▸ Directions
Count how many lines in the rows below contain the word "wooden". Reply with the number only.

▸ Input
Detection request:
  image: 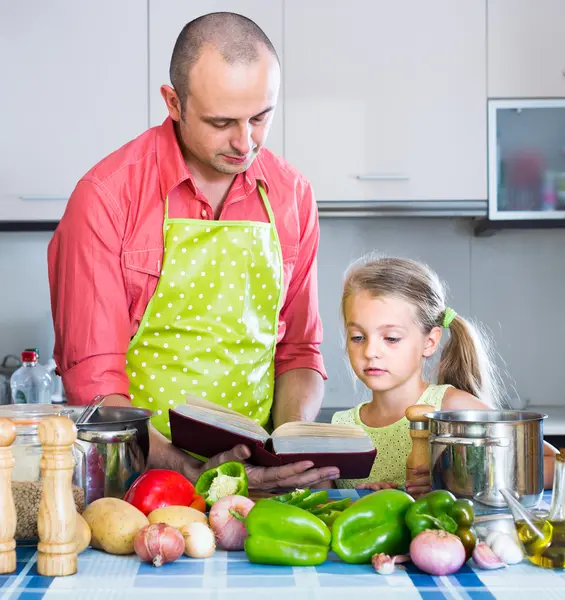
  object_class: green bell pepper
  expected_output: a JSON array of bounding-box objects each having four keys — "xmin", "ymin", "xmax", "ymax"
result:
[
  {"xmin": 194, "ymin": 461, "xmax": 248, "ymax": 506},
  {"xmin": 400, "ymin": 490, "xmax": 477, "ymax": 558},
  {"xmin": 310, "ymin": 498, "xmax": 351, "ymax": 516},
  {"xmin": 332, "ymin": 489, "xmax": 414, "ymax": 564},
  {"xmin": 244, "ymin": 498, "xmax": 331, "ymax": 567}
]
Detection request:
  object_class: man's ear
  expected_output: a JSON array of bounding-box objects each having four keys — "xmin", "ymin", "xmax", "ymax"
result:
[
  {"xmin": 161, "ymin": 85, "xmax": 181, "ymax": 122},
  {"xmin": 422, "ymin": 327, "xmax": 443, "ymax": 358}
]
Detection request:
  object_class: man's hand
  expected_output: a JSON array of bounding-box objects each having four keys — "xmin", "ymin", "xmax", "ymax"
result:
[
  {"xmin": 406, "ymin": 466, "xmax": 432, "ymax": 498},
  {"xmin": 355, "ymin": 481, "xmax": 398, "ymax": 492},
  {"xmin": 105, "ymin": 395, "xmax": 339, "ymax": 491},
  {"xmin": 201, "ymin": 445, "xmax": 339, "ymax": 491}
]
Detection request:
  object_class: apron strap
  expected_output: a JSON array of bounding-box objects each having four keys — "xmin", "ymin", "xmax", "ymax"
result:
[
  {"xmin": 163, "ymin": 181, "xmax": 275, "ymax": 227},
  {"xmin": 257, "ymin": 181, "xmax": 275, "ymax": 226}
]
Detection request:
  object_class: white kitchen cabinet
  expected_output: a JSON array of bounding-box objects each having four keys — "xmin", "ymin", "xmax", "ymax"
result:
[
  {"xmin": 149, "ymin": 0, "xmax": 284, "ymax": 156},
  {"xmin": 283, "ymin": 0, "xmax": 487, "ymax": 201},
  {"xmin": 487, "ymin": 0, "xmax": 565, "ymax": 98},
  {"xmin": 0, "ymin": 0, "xmax": 148, "ymax": 221}
]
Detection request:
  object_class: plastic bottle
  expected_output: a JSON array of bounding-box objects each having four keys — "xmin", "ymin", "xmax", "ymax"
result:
[{"xmin": 10, "ymin": 350, "xmax": 52, "ymax": 404}]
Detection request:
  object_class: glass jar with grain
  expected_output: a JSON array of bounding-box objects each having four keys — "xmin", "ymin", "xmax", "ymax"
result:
[{"xmin": 0, "ymin": 404, "xmax": 85, "ymax": 544}]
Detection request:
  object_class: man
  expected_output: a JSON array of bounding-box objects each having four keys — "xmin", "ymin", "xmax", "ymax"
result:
[{"xmin": 49, "ymin": 13, "xmax": 339, "ymax": 489}]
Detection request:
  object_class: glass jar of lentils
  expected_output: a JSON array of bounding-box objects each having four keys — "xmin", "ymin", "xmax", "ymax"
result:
[{"xmin": 0, "ymin": 404, "xmax": 85, "ymax": 544}]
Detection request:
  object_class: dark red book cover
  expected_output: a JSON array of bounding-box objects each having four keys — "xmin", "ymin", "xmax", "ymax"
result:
[{"xmin": 169, "ymin": 409, "xmax": 377, "ymax": 479}]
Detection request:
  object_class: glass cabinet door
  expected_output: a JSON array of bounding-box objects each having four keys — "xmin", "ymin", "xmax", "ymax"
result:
[{"xmin": 488, "ymin": 99, "xmax": 565, "ymax": 220}]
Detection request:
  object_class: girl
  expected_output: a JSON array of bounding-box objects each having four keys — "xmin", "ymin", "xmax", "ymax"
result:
[{"xmin": 332, "ymin": 258, "xmax": 556, "ymax": 495}]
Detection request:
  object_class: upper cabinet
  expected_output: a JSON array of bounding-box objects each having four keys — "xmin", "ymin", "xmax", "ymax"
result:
[
  {"xmin": 0, "ymin": 0, "xmax": 148, "ymax": 221},
  {"xmin": 488, "ymin": 0, "xmax": 565, "ymax": 98},
  {"xmin": 283, "ymin": 0, "xmax": 487, "ymax": 200},
  {"xmin": 149, "ymin": 0, "xmax": 284, "ymax": 155}
]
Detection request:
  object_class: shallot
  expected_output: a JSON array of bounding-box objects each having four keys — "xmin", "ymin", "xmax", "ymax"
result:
[
  {"xmin": 410, "ymin": 529, "xmax": 465, "ymax": 575},
  {"xmin": 209, "ymin": 496, "xmax": 255, "ymax": 550},
  {"xmin": 181, "ymin": 523, "xmax": 216, "ymax": 558},
  {"xmin": 133, "ymin": 523, "xmax": 184, "ymax": 567}
]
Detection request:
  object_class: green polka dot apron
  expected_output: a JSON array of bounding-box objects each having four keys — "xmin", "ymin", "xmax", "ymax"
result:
[{"xmin": 126, "ymin": 183, "xmax": 282, "ymax": 439}]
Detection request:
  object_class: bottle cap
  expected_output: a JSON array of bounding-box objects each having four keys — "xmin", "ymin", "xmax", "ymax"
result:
[{"xmin": 22, "ymin": 350, "xmax": 37, "ymax": 362}]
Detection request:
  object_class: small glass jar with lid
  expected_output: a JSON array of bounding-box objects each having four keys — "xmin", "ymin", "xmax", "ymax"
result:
[{"xmin": 0, "ymin": 404, "xmax": 85, "ymax": 544}]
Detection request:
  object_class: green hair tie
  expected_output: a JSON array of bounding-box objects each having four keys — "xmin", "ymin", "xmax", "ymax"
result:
[{"xmin": 442, "ymin": 306, "xmax": 457, "ymax": 329}]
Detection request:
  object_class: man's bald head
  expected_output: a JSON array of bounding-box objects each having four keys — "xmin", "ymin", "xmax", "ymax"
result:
[{"xmin": 169, "ymin": 12, "xmax": 278, "ymax": 104}]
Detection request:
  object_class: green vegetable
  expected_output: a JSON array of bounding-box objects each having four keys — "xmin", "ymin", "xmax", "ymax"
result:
[
  {"xmin": 332, "ymin": 490, "xmax": 414, "ymax": 564},
  {"xmin": 194, "ymin": 461, "xmax": 248, "ymax": 506},
  {"xmin": 406, "ymin": 490, "xmax": 477, "ymax": 558},
  {"xmin": 244, "ymin": 498, "xmax": 331, "ymax": 567},
  {"xmin": 310, "ymin": 498, "xmax": 351, "ymax": 516},
  {"xmin": 269, "ymin": 488, "xmax": 329, "ymax": 510}
]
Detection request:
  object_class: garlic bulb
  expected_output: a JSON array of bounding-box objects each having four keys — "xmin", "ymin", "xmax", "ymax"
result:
[{"xmin": 487, "ymin": 532, "xmax": 524, "ymax": 565}]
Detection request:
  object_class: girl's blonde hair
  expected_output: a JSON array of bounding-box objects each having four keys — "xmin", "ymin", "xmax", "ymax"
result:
[{"xmin": 341, "ymin": 258, "xmax": 501, "ymax": 406}]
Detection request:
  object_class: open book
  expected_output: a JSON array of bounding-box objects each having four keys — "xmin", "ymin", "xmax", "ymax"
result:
[{"xmin": 169, "ymin": 396, "xmax": 377, "ymax": 479}]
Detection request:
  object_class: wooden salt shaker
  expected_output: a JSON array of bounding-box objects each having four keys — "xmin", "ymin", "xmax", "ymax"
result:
[
  {"xmin": 37, "ymin": 417, "xmax": 77, "ymax": 577},
  {"xmin": 0, "ymin": 419, "xmax": 16, "ymax": 573},
  {"xmin": 405, "ymin": 404, "xmax": 435, "ymax": 481}
]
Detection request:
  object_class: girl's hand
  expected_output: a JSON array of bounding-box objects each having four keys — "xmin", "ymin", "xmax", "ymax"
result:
[
  {"xmin": 406, "ymin": 466, "xmax": 432, "ymax": 498},
  {"xmin": 355, "ymin": 481, "xmax": 398, "ymax": 492}
]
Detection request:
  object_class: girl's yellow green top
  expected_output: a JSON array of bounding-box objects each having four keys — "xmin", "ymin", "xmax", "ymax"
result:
[{"xmin": 332, "ymin": 384, "xmax": 451, "ymax": 488}]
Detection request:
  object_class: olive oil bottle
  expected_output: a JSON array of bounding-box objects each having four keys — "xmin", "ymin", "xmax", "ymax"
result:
[{"xmin": 501, "ymin": 449, "xmax": 565, "ymax": 569}]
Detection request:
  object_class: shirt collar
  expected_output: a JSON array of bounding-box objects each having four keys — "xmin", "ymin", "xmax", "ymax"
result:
[{"xmin": 156, "ymin": 117, "xmax": 269, "ymax": 198}]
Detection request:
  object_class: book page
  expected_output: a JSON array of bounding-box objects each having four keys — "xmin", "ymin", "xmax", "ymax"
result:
[
  {"xmin": 174, "ymin": 396, "xmax": 270, "ymax": 442},
  {"xmin": 272, "ymin": 421, "xmax": 368, "ymax": 439},
  {"xmin": 272, "ymin": 421, "xmax": 374, "ymax": 454}
]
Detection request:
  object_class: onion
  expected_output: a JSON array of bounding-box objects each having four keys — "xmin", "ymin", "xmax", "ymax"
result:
[
  {"xmin": 410, "ymin": 529, "xmax": 465, "ymax": 575},
  {"xmin": 181, "ymin": 523, "xmax": 216, "ymax": 558},
  {"xmin": 133, "ymin": 523, "xmax": 184, "ymax": 567},
  {"xmin": 209, "ymin": 496, "xmax": 255, "ymax": 550}
]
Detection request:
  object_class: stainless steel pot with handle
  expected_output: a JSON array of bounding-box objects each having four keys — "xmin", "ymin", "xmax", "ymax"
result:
[
  {"xmin": 426, "ymin": 410, "xmax": 547, "ymax": 508},
  {"xmin": 68, "ymin": 406, "xmax": 152, "ymax": 505}
]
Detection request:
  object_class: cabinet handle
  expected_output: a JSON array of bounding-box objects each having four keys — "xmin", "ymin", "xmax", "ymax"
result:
[
  {"xmin": 20, "ymin": 196, "xmax": 69, "ymax": 201},
  {"xmin": 357, "ymin": 173, "xmax": 410, "ymax": 181}
]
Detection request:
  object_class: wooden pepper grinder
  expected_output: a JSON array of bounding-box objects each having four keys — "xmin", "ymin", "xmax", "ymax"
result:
[
  {"xmin": 0, "ymin": 419, "xmax": 16, "ymax": 573},
  {"xmin": 405, "ymin": 404, "xmax": 435, "ymax": 481},
  {"xmin": 37, "ymin": 417, "xmax": 77, "ymax": 577}
]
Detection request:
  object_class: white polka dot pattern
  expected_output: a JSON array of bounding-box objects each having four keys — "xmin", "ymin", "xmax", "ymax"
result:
[{"xmin": 126, "ymin": 185, "xmax": 282, "ymax": 436}]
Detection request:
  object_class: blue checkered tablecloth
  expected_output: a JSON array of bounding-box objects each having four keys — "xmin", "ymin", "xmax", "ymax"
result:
[{"xmin": 0, "ymin": 490, "xmax": 565, "ymax": 600}]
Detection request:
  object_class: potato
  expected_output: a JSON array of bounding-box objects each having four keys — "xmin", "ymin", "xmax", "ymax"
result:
[
  {"xmin": 147, "ymin": 506, "xmax": 208, "ymax": 529},
  {"xmin": 82, "ymin": 498, "xmax": 149, "ymax": 554},
  {"xmin": 75, "ymin": 513, "xmax": 92, "ymax": 554}
]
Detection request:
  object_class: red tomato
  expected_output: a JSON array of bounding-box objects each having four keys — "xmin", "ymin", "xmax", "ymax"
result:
[
  {"xmin": 124, "ymin": 469, "xmax": 194, "ymax": 516},
  {"xmin": 190, "ymin": 494, "xmax": 206, "ymax": 513}
]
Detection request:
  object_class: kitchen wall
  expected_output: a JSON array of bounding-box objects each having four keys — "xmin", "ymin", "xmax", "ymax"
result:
[{"xmin": 0, "ymin": 223, "xmax": 565, "ymax": 407}]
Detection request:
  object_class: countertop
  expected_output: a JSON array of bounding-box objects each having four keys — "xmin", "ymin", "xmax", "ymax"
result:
[
  {"xmin": 316, "ymin": 405, "xmax": 565, "ymax": 436},
  {"xmin": 0, "ymin": 490, "xmax": 565, "ymax": 600}
]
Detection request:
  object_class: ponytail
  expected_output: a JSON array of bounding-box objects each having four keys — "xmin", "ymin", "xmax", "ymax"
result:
[{"xmin": 438, "ymin": 315, "xmax": 501, "ymax": 408}]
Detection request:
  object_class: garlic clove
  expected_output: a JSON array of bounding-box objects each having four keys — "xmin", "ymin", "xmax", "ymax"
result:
[
  {"xmin": 473, "ymin": 542, "xmax": 507, "ymax": 570},
  {"xmin": 490, "ymin": 534, "xmax": 524, "ymax": 565},
  {"xmin": 484, "ymin": 531, "xmax": 504, "ymax": 548},
  {"xmin": 371, "ymin": 553, "xmax": 396, "ymax": 575}
]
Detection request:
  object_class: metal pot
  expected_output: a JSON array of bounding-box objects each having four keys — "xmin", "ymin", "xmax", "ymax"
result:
[
  {"xmin": 65, "ymin": 406, "xmax": 152, "ymax": 505},
  {"xmin": 426, "ymin": 410, "xmax": 547, "ymax": 508}
]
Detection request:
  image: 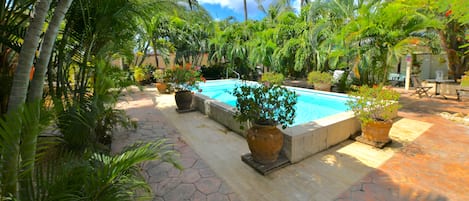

▸ Solution to the exercise
2